The activities of the Company consist primarily of providing investment
management and related services to various open-end and closed-end investment
companies (each a "Fund" and collectively the "Pilgrim Funds" or the "Funds")
and Private Accounts operating under the Pilgrim name. The results of operations
reported in the condensed consolidated financial statements reflect these
investment management activities.
COSTS ASSIGNED TO MANAGEMENT CONTRACTS ACQUIRED. Costs assigned to management
contracts acquired represent the fair value of the investment management rights
acquired through the acquisition in April 1995 of such management contracts (the
"Acquisition") and also represent the excess of the purchase price (including
liabilities assumed) over the fair value of net assets acquired and resulting
costs from the Acquisition. These amounts are being amortized on a straight-line
basis over 25 years.
The Company periodically analyzes costs assigned to management contracts
acquired to determine whether any impairment in value has occurred. Based upon
anticipated future cash flows from operations, in the opinion of management
there has been no impairment.

### STORED DATA
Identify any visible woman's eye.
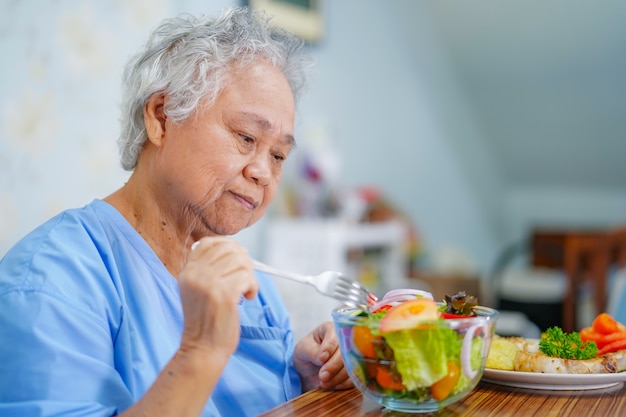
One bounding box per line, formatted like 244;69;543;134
239;135;254;144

### STATED EXERCISE
Extend the financial statement note about the Pilgrim Funds investment management business, starting right after its final sentence.

### ANSWER TO THIS EXERCISE
DEFERRED ACQUISITION COSTS. The Company pays commissions of up to 4.00% to
authorized broker-dealers at the time that certain Fund shares are sold. The
commissions are recovered via distribution fees received from the related shares
and contingent deferred sales charges ("CDSC"s) received should the shareholders
redeem shares during a specified period (up to six years). Such commission costs
are capitalized as Deferred Acquisition Costs ("DAC") and amortized over the
period that the CDSC is in effect. On December 11, 1998, the Company sold
without recourse its existing DAC asset related to certain of the Funds' shares
(the "B Shares") and has agreed to sell DAC assets generated on future B Share
sales through November 1999. The Company funds the DAC daily and sells the asset
monthly. The purchaser of the DAC asset is entitled to 0.75%, annualized, in
distribution fees paid from B Share assets and all CDSCs received from any
redemptions of the related B Shares. Prior to the sale of the DAC asset, the
Company amortized the B Share DAC over a six-year period, which is the period
during which the CDSC is in effect for such Shares.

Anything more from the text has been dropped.